▶ EXERCISE GOAL
Copy the listing below word for word, leaving out the picture.

▶ Entries from a data source

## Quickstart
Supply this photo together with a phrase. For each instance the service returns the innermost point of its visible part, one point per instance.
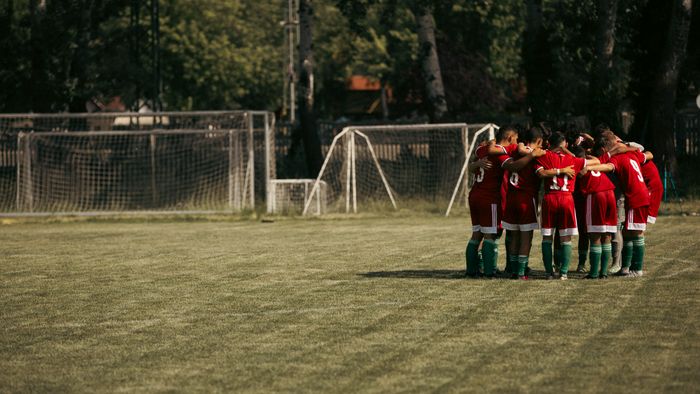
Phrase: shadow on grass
(453, 274)
(416, 274)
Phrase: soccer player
(559, 169)
(600, 215)
(628, 168)
(485, 203)
(520, 216)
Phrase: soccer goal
(395, 167)
(220, 164)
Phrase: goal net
(412, 167)
(117, 162)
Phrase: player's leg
(596, 252)
(513, 247)
(567, 227)
(472, 254)
(617, 242)
(489, 228)
(580, 203)
(524, 253)
(547, 220)
(605, 256)
(634, 247)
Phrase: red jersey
(628, 167)
(560, 183)
(651, 176)
(510, 150)
(594, 182)
(487, 183)
(525, 180)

▶ WORKED ANSWER
## Quickstart
Supply this photo together with a phrase. For each instance the service returns the innermost point of its visible part, one point per instance.
Phrase: shadow on grass
(453, 274)
(416, 274)
Phrase: soccer player
(559, 169)
(600, 215)
(628, 168)
(485, 203)
(520, 216)
Phrase: soccer goal
(395, 167)
(220, 164)
Phrase: goal net
(412, 167)
(117, 162)
Phrase: player's leg
(596, 252)
(513, 247)
(567, 227)
(472, 254)
(617, 242)
(489, 228)
(580, 203)
(524, 253)
(547, 220)
(605, 256)
(634, 247)
Phrase: red jersey
(628, 167)
(560, 183)
(651, 176)
(510, 150)
(594, 182)
(487, 183)
(525, 180)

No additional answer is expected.